[Natural language region descriptions]
____
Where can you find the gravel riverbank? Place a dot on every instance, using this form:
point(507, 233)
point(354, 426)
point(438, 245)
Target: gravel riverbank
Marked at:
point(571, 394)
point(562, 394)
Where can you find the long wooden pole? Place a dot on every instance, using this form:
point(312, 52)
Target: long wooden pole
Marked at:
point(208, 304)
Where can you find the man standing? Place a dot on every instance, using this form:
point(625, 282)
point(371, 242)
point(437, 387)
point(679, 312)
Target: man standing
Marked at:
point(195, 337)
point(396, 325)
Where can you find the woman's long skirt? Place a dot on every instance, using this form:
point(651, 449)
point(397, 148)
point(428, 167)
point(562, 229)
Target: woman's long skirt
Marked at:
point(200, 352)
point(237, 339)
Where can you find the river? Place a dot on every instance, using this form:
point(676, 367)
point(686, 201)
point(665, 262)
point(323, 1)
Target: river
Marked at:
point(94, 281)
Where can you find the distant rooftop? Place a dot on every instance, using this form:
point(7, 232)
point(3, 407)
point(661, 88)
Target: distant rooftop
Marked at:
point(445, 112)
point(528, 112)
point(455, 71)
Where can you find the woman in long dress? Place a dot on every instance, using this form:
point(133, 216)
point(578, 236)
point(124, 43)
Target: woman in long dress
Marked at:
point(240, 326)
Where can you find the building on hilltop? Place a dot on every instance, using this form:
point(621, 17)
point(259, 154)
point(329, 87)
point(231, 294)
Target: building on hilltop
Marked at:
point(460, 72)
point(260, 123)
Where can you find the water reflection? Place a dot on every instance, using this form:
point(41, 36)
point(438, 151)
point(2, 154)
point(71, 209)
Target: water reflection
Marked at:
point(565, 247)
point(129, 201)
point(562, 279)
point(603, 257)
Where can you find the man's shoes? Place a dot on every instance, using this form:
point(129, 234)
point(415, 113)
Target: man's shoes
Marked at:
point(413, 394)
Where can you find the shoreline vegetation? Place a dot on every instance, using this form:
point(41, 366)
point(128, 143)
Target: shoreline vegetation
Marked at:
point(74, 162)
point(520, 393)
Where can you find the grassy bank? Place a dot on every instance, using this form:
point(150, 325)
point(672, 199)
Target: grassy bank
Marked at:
____
§ WHAT THE TASK ASKS
An exact copy of every entry is what is needed here.

§ TASK SOLUTION
Where can you find the gravel riverbank? Place a dot on every instance, using this form:
point(507, 233)
point(354, 426)
point(438, 245)
Target: gravel riverbank
Marked at:
point(571, 394)
point(562, 394)
Where can you find the long wooden pole? Place a dot on every instance, using this form:
point(312, 52)
Target: long wooden pole
Marked at:
point(208, 304)
Where can you find the man standing? Place a dot on every instance, using this form:
point(625, 282)
point(371, 242)
point(437, 387)
point(679, 312)
Target: man standing
Marked at:
point(195, 337)
point(396, 325)
Where can you find the woman's long skirt? Place a dot on every instance, using this form:
point(651, 449)
point(397, 148)
point(428, 167)
point(562, 229)
Target: woman's long skirt
Marked at:
point(200, 352)
point(237, 339)
Where can you find the river? Place a dot on every instance, using this form:
point(676, 367)
point(686, 201)
point(665, 262)
point(323, 1)
Target: river
Marked at:
point(94, 281)
Where can you find the distant rooftop? Place a dot on every instance, using this form:
point(7, 232)
point(3, 407)
point(661, 88)
Target: distant rooftop
Marked at:
point(445, 112)
point(528, 112)
point(455, 71)
Where can you find the woman in long dress? Place a dot on every instance, using this form:
point(133, 216)
point(578, 236)
point(124, 43)
Target: woman in long dress
Marked at:
point(240, 326)
Where can you find the building on hilltop? Place a dot on every instance, using this form:
point(621, 17)
point(259, 154)
point(329, 87)
point(231, 294)
Target: building on hilltop
Marked at:
point(460, 72)
point(260, 123)
Where can you find the water reflection? Place a dot on every instance, using this form:
point(41, 36)
point(438, 151)
point(2, 154)
point(71, 209)
Target: water reflection
Marked at:
point(565, 247)
point(129, 201)
point(562, 279)
point(603, 257)
Where can you find the man's shoes? Place a dot on every instance, using this form:
point(129, 234)
point(415, 113)
Target: man's shoes
Marked at:
point(413, 394)
Where can you find the shoreline vegetation? Place a dot on every instance, using this form:
point(41, 366)
point(128, 143)
Target: shoreline vegetation
Marked at:
point(74, 162)
point(520, 393)
Where can you find the grassy bank? Place a dot on every instance, using this form:
point(150, 325)
point(672, 199)
Target: grassy bank
Marked at:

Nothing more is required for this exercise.